#### Activity:
Your task is to find every line of the listing that includes "comforter" and copy it.

#### Available records:
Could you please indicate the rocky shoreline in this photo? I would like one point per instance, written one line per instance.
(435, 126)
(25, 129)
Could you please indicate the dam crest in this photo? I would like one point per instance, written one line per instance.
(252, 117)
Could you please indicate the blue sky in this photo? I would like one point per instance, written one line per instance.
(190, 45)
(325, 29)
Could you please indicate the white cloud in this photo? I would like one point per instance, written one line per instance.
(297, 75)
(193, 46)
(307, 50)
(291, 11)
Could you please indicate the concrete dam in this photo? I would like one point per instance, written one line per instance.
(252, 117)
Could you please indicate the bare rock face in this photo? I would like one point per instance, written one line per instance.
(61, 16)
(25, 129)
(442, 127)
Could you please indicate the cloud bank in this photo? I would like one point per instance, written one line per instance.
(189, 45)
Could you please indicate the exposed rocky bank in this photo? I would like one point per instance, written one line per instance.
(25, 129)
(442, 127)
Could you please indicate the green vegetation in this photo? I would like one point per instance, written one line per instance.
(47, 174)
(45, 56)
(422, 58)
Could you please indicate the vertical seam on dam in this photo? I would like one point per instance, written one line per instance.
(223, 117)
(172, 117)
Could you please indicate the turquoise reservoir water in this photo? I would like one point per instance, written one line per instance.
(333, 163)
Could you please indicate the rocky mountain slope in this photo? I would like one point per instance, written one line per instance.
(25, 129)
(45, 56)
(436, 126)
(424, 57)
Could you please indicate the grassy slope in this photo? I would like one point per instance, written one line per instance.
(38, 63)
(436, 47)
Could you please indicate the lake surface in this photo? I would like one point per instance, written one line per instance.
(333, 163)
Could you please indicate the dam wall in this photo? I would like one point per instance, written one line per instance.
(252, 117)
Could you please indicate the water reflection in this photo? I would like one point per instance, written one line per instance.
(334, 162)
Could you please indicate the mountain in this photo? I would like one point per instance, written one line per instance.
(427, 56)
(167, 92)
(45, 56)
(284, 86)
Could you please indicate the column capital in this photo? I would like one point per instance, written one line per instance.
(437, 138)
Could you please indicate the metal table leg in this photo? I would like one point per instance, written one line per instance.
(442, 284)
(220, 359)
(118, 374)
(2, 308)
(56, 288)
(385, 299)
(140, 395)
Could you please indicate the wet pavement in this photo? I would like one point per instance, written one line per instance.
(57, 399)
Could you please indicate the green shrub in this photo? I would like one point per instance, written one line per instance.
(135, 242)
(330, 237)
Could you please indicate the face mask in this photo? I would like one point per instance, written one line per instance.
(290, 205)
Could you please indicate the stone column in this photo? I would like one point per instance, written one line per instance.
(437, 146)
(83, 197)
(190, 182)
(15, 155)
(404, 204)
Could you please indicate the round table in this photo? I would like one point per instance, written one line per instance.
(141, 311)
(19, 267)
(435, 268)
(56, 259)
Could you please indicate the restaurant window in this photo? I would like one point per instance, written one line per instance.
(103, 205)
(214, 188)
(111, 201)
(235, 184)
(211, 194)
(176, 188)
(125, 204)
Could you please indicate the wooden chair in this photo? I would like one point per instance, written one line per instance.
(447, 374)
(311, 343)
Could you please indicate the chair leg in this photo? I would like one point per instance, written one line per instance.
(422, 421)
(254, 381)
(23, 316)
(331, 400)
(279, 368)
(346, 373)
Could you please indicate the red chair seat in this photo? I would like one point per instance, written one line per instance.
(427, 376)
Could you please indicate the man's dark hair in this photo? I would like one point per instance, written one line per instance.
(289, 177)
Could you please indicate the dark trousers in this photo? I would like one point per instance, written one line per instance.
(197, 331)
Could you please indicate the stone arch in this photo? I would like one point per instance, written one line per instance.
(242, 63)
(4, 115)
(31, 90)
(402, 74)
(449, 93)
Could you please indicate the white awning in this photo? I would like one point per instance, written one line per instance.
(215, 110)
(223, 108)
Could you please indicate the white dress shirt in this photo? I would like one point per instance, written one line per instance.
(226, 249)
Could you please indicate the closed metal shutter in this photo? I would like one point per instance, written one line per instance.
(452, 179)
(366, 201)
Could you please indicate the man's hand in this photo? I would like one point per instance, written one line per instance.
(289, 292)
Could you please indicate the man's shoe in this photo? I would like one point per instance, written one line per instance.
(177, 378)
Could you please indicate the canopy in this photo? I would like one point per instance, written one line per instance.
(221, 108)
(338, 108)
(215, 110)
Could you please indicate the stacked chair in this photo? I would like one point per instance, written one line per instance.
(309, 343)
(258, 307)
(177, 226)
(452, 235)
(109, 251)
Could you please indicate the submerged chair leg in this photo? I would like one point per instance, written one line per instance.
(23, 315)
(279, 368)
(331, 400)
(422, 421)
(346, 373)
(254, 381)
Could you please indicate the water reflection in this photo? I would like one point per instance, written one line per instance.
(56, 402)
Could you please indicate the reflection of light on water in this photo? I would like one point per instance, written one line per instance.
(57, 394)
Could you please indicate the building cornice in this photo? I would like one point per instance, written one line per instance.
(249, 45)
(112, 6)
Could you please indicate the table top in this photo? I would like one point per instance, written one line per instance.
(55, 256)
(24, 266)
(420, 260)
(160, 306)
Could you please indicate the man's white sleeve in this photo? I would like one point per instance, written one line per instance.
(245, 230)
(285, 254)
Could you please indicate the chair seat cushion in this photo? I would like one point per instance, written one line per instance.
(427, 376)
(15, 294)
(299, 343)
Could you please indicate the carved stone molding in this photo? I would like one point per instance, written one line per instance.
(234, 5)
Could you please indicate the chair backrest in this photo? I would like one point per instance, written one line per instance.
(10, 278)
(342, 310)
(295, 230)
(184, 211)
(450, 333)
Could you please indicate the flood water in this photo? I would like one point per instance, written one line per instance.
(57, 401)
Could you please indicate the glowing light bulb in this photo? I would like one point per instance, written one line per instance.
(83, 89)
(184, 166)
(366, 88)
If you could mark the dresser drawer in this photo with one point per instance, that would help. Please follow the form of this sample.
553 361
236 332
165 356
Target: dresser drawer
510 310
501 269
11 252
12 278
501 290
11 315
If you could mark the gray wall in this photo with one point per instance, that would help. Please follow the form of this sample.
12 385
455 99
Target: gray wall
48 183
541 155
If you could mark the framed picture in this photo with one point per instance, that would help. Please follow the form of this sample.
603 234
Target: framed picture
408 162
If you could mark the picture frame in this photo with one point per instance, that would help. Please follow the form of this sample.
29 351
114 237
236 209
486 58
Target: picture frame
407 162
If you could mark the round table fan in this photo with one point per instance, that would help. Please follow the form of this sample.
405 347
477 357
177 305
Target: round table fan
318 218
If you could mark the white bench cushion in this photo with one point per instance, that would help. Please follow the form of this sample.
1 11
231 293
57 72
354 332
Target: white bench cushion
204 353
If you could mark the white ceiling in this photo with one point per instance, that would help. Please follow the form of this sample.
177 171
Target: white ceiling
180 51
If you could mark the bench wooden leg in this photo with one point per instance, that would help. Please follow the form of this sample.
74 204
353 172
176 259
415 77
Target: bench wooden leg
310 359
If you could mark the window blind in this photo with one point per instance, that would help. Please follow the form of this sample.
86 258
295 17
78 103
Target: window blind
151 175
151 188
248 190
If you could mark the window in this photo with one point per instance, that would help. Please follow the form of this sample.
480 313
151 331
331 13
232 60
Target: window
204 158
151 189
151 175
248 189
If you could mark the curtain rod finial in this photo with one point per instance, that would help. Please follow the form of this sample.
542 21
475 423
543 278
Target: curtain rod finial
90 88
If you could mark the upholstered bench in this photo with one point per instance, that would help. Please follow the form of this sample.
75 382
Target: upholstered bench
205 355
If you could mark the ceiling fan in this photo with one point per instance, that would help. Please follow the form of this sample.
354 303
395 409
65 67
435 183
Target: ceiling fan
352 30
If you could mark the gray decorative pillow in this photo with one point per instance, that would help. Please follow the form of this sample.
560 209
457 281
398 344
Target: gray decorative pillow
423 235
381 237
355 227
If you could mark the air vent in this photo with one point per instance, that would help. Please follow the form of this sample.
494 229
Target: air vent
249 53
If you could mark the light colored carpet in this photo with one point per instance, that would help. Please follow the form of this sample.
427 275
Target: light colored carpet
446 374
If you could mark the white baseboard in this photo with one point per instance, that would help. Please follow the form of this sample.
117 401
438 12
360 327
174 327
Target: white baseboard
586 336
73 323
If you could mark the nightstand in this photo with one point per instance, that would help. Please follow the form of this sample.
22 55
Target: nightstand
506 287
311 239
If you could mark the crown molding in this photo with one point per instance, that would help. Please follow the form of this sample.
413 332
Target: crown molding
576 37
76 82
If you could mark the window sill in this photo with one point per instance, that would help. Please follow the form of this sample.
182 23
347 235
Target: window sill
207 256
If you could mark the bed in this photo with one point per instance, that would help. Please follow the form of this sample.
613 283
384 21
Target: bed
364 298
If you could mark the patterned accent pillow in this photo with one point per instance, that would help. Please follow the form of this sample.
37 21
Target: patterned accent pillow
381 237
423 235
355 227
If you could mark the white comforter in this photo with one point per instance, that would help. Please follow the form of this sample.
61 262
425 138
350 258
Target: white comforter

#### Solution to this task:
If you could mark the white comforter in this photo with one point per instance, that would help. Please follow the form of this sample.
Target: white comforter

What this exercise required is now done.